O QUE FAZER
Reproduza fielmente o trecho do texto sobre Luis Fernando Verissimo que vai de "Num instante estratégico" a "voltar no domingo.".

Num instante estratégico dentro do silêncio que ameaçava nos naufragar, Luis Fernando Verissimo desprendeu a bomba: “O Inter joga no domingo.” Aflorei um desconcerto menos por ser alheio à tabela do campeonato brasileiro, mais porque Verissimo cometia o ato raro de falar. Espero que compreenda, reagi da maneira mais humana que dispunha no momento e epicamente perguntei: “Joga?” Eu colocava trêmulo uma colher a mais de açúcar à altura em que ele treplicava: “Por que você não vem assistir ao jogo aqui no domingo?” O resumo então era: um ídolo saía de seu casulo para me convidar a assistir a seu lado a um jogo do time do qual ele é o torcedor-símbolo. Dissimulando uma síncope, entre um gole e outro de um café doce demais, concordei em voltar no domingo. 

O desfalecimento se escorava num trecho – inofensivo, reconheço, mas que ainda espumava fresco na memória pois tinha lido havia pouco – do livro  Conversa sobre o tempo (no qual Verissimo dialoga com Zuenir Ventura, com mediação de Arthur Dapieve), em que o escritor gaúcho  afirma o seguinte: “Eu sempre tive uma certa preocupação porque eu tenho essa dificuldade de expressão, a introversão e tudo mais. Eu sempre tenho medo de que as pessoas não identifiquem quando eu simpatizo com elas. Eu não consigo me expressar muito bem.” 

Aceito calmo a acusação de que corri o risco de ter misturado lé com cré, mas decidi entender do aceno futebolístico pós-desjejum que, sim, Luis Fernando Verissimo simpatizava comigo, e me estimava a ponto de me querer por perto. Saindo de lá, se num campo verdejante estivesse, por um campo verdejante correria como um donzelo correspondido gritando “Ele gosta de mim! Ele gosta de mim!”. No lugar do campo, da corrida e dos gritos, as primeiras fermentações, ainda indefinidas, de um filme que poderia vir. Pouco me lembro da partida de domingo, perdão, além de ter sido uma tarde agradável. Não sei dizer se o Inter ganhou ou perdeu.

INFORMAÇÕES FORNECIDAS
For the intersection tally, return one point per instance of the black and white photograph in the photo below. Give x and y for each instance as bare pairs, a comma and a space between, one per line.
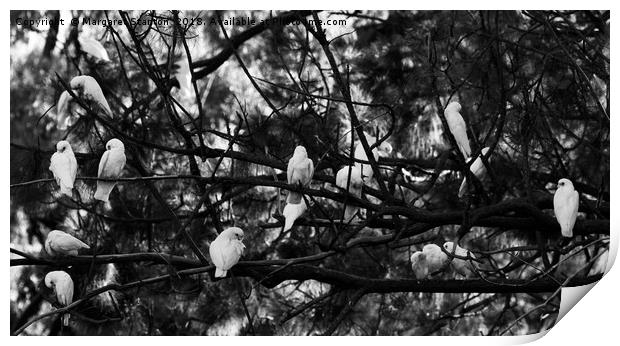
306, 172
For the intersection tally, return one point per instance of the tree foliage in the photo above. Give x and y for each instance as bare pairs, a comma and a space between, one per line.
208, 149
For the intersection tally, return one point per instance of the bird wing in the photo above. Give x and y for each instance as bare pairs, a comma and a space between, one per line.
289, 170
72, 166
60, 165
103, 163
309, 172
457, 126
93, 91
574, 203
93, 48
341, 177
67, 242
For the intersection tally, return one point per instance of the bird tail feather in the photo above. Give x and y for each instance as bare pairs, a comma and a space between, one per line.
349, 212
103, 190
67, 190
567, 231
220, 273
463, 188
293, 197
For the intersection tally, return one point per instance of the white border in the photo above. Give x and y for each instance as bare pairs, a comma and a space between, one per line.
594, 320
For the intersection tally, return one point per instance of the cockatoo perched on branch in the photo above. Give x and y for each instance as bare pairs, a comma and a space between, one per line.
93, 48
110, 167
566, 206
419, 265
292, 212
435, 258
477, 168
62, 285
64, 167
299, 171
461, 266
458, 128
63, 111
356, 184
226, 250
384, 149
88, 88
59, 242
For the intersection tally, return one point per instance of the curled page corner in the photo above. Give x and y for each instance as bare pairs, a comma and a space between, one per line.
570, 296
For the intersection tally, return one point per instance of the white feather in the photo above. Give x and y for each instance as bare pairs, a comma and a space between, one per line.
356, 184
300, 170
93, 48
566, 206
62, 284
419, 265
435, 258
90, 90
64, 167
62, 110
458, 128
110, 166
226, 250
59, 242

RESPOSTA AO PROBLEMA
Num instante estratégico dentro do silêncio que ameaçava nos naufragar, Luis Fernando Verissimo desprendeu a bomba: “O Inter joga no domingo.” Aflorei um desconcerto menos por ser alheio à tabela do campeonato brasileiro, mais porque Verissimo cometia o ato raro de falar. Espero que compreenda, reagi da maneira mais humana que dispunha no momento e epicamente perguntei: “Joga?” Eu colocava trêmulo uma colher a mais de açúcar à altura em que ele treplicava: “Por que você não vem assistir ao jogo aqui no domingo?” O resumo então era: um ídolo saía de seu casulo para me convidar a assistir a seu lado a um jogo do time do qual ele é o torcedor-símbolo. Dissimulando uma síncope, entre um gole e outro de um café doce demais, concordei em voltar no domingo.